Jesse Jenkins (510-550-8930 x465 or 503-333-1737)
Teryn Norris (510-550-8930 x464 or 510-593-3716)

A group of over 100 universities, professional associations, and student groups joined the Breakthrough Institute yesterday in submitting a letter urging the U.S. Senate to fully support the Obama administration’s national energy education initiative. The initiative, named “RE-ENERGYSE” (REgaining our ENERGY Science and Engineering Edge), would produce thousands of highly-skilled U.S. energy workers and develop new energy education programs at American universities and K-12 schools.

The Senate is poised to reject the proposal in its FY2010 Energy and Water Development Appropriations bill by cutting the RE-ENERGYSE program’s funding to $0 from the $115 million requested in President Obama’s FY2010 budget. Mr. Obama announced the initiative in a speech to the National Academy of Sciences in April, stating, “The nation that leads the world in 21st century clean energy will be the nation that leads in the 21st century global economy… [RE-ENERGYSE] will prepare a generation of Americans to meet this generational challenge.”

According to the Department of Energy, the program would develop between 5,000 and 8,500 highly educated scientists, engineers, and other professionals to enter the clean energy field by 2015, which would rise to 10,000 -17,000 professionals by 2020. The Technical Training and K-12 Education subprogram would create between 200 to 300 community college and other training programs to prepare thousands of technically skilled workers for clean energy jobs.

The letter, which was distributed to every Senate office on Tuesday, urged lawmakers to fund RE-ENERGYSE at the full $115 million request. “America is in danger of losing its global competitiveness and the [global] clean energy race without substantial new investments in STEM education,” wrote the signatories, which included 53 colleges and universities and dozens of student and youth groups. “RE-ENERGYSE… will train America’s future energy workforce, accelerate our transition to a prosperous clean energy economy, and ensure that we lead the world’s burgeoning clean technology industries.”

> **Information supplied**:
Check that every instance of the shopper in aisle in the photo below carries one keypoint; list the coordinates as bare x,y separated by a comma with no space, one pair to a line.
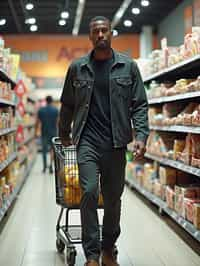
102,94
48,120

> **Challenges**:
a – Write out the passage of the RE-ENERGYSE text, starting at "Jesse Jenkins (510-550-8930" and ending at "and K-12 schools.".
b – In the RE-ENERGYSE text, what reason do the signatories give for calling for substantial new investments in STEM education?
Rely only on the text to answer.

> **Answers to the problems**:
a –
Jesse Jenkins (510-550-8930 x465 or 503-333-1737)
Teryn Norris (510-550-8930 x464 or 510-593-3716)

A group of over 100 universities, professional associations, and student groups joined the Breakthrough Institute yesterday in submitting a letter urging the U.S. Senate to fully support the Obama administration’s national energy education initiative. The initiative, named “RE-ENERGYSE” (REgaining our ENERGY Science and Engineering Edge), would produce thousands of highly-skilled U.S. energy workers and develop new energy education programs at American universities and K-12 schools.

b – The signatories warn that without substantial new investments in STEM education, America is in danger of losing its global competitiveness and the global clean energy race.